## SOURCE DOCUMENT
■ ■ ■ ■ ■

Leo stepped into this fractious environment with undeniable grace and care. Indeed, before he uttered a single word, his actions spoke volumes: His papal name hearkened to Leo XIII, a bridge figure who emphasized both the Church’s traditional foundations and its social teachings. And though the world heard the name of another New World pope—to Rome from Chicago by way of Chiclayo—Leo XIV emerged on the loggia in the traditional red mozzetta and stole bypassed by Francis. Even his episcopal motto, a line from Augustine that he carried with him into the papacy and has referenced several times since, spoke of unity: In Illo uno unum (“In that One, [we are] one”).

In his first address, Leo’s first word was “peace,” and he spoke of a “united” Church “joining together as one people, always at peace.” And in his first homily, he proclaimed, “I would like that our first great desire be for a united Church, a sign of unity and communion, which becomes a leaven for a reconciled world.” The tone set in these first days only continued in other signal “firsts.” In his first apostolic exhortation, Dilexi Te, Leo spoke of communion (expressed also in a “communion of goods”) as “the Church’s vocation.” In his first catechesis on Vatican II, he spoke of the Church as “a mystery of communion and sacrament of unity.” And on the first day of his visit to Algeria, he opened once more with the word of “peace” and spoke of believers who “thirst” for unity: “In the face of a humanity yearning for fraternity and reconciliation, it is a great gift and a sacred duty for us to declare with conviction that we are always united as brothers and sisters, children of the one God!”

■ ■ ■ ■ ■

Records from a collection
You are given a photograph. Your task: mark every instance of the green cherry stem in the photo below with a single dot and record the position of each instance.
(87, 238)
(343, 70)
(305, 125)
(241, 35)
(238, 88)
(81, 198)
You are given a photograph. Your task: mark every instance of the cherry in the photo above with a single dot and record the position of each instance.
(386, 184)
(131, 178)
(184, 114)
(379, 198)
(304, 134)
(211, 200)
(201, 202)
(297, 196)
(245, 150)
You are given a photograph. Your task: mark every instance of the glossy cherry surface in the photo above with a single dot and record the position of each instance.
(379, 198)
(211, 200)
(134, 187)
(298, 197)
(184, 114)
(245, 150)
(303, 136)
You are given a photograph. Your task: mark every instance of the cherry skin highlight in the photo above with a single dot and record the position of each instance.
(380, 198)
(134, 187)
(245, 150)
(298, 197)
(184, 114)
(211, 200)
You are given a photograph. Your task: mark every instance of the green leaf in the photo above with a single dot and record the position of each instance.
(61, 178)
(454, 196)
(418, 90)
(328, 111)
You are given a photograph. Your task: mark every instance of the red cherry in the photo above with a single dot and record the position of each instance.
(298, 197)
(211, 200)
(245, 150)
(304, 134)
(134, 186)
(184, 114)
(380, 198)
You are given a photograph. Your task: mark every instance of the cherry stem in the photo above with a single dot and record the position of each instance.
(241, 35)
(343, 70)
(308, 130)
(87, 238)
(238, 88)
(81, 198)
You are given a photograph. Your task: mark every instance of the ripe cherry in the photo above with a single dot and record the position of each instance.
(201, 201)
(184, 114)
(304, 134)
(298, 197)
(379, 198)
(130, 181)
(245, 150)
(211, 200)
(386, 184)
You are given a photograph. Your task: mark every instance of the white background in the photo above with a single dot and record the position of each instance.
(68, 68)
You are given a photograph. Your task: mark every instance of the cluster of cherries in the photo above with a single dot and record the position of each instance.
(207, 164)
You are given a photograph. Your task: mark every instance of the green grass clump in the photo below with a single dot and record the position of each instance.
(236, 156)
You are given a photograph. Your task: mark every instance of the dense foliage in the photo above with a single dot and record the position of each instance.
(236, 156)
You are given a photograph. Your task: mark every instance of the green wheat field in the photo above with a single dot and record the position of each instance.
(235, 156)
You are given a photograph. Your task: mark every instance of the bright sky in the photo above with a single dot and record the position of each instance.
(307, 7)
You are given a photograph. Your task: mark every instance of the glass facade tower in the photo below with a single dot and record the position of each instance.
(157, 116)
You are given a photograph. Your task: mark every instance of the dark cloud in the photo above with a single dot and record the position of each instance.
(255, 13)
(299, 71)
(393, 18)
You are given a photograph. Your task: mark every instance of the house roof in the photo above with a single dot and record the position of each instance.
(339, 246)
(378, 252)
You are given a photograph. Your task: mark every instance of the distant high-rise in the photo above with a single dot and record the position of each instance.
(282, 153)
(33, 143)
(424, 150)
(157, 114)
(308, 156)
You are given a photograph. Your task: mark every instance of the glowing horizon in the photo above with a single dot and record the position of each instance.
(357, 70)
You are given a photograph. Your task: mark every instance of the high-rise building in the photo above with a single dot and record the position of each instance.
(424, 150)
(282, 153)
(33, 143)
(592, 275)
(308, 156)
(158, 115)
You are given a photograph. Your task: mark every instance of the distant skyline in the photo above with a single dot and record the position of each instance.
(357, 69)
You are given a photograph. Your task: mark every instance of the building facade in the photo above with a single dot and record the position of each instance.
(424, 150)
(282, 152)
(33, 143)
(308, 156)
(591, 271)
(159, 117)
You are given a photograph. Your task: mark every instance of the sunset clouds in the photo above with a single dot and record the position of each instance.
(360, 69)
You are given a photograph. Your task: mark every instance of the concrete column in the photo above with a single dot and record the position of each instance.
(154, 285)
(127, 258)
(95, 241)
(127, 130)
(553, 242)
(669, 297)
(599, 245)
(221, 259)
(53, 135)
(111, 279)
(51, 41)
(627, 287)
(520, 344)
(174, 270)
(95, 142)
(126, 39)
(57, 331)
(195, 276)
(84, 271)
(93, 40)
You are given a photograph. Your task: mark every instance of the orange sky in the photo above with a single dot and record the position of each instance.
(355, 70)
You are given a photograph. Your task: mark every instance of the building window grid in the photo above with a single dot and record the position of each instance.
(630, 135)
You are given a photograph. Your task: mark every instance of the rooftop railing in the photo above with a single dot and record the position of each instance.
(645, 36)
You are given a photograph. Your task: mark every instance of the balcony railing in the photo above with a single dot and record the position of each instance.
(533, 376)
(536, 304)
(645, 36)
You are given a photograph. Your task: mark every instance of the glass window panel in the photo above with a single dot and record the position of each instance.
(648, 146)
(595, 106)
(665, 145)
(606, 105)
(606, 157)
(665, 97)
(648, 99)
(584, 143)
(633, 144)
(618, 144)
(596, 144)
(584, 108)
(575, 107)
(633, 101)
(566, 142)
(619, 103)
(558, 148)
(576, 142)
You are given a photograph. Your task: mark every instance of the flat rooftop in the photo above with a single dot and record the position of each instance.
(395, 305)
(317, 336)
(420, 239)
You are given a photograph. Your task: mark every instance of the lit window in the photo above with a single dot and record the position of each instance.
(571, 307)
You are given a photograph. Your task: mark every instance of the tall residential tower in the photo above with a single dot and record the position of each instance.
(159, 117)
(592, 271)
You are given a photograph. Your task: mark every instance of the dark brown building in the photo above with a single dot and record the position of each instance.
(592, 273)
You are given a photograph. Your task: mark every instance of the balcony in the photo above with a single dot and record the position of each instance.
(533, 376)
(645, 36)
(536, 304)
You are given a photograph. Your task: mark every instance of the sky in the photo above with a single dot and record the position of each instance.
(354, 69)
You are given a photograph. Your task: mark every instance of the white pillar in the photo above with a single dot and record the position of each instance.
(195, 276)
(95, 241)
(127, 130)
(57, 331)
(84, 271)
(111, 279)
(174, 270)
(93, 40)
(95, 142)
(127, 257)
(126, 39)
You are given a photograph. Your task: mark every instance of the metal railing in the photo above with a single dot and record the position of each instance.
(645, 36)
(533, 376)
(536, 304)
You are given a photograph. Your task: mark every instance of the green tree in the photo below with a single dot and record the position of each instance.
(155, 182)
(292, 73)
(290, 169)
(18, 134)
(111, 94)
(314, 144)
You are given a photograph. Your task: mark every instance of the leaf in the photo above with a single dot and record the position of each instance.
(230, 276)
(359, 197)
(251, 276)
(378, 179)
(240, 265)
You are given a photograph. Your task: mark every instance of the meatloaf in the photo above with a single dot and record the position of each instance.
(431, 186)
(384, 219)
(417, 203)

■ ■ ■ ■ ■

## GIVEN EXERCISE
Pick up the passage on Pope Leo XIV's calls for unity after its last sentence and keep writing it.

## WRITTEN REPLY
Leo has gone on to emphasize Church unity not only to bishops (“Stay united and do not defend your­selves against the provocations of the Spirit”) but also to lay associations: “Seek to spread everywhere this unity that you yourselves experience. . . . Draw close to all those whom you meet, so that your charisms may ever be at the service of the unity of the Church.”

Why is this unity so close to Leo’s heart? Not only because it was likewise close to Augustine’s, but also because the one Church is, as Leo explains, the place of deepest unity with the Triune God: “The Church [is a] communion of believers, enlivened by the Holy Spirit, who enables us to enter into the perfect communion and harmony of the blessed Trinity.” And this unity with God—as members of the “whole Christ”—is, he noted in his first month, “the prerequisite for the inner unity of individuals, so necessary today, in this age of fragmentation.”

Christian unity

While divisions among Catholics are especially complex, divisions between Christians more broadly—especially since the Reformation—are especially copious. There are now, by conservative estimates, over nine thousand denominations. A Spirit-led ecumenical revival in the twentieth century that crested in the 1970s—a story traced in a new docudrama hitting theaters in May—has stalled out. But Christians seem to be drawing closer to one another again—a movement in which the pope is already very much playing a key part.

Within two weeks of his election, Leo was already naming Christian unity, which had “always been a constant concern” for him, as a priority for his papacy: “We Christians, then, are all called to pray and work together to reach this goal, step by step, which is and remains the work of the Holy Spirit.” He took one such step later that month on the commemoration, in Zurich, of 500 years of the Anabaptist movement, summoning Catholics and Mennonites to live out “the call to Christian unity”: “The more united Christians are the more effective will be our witness to Christ.”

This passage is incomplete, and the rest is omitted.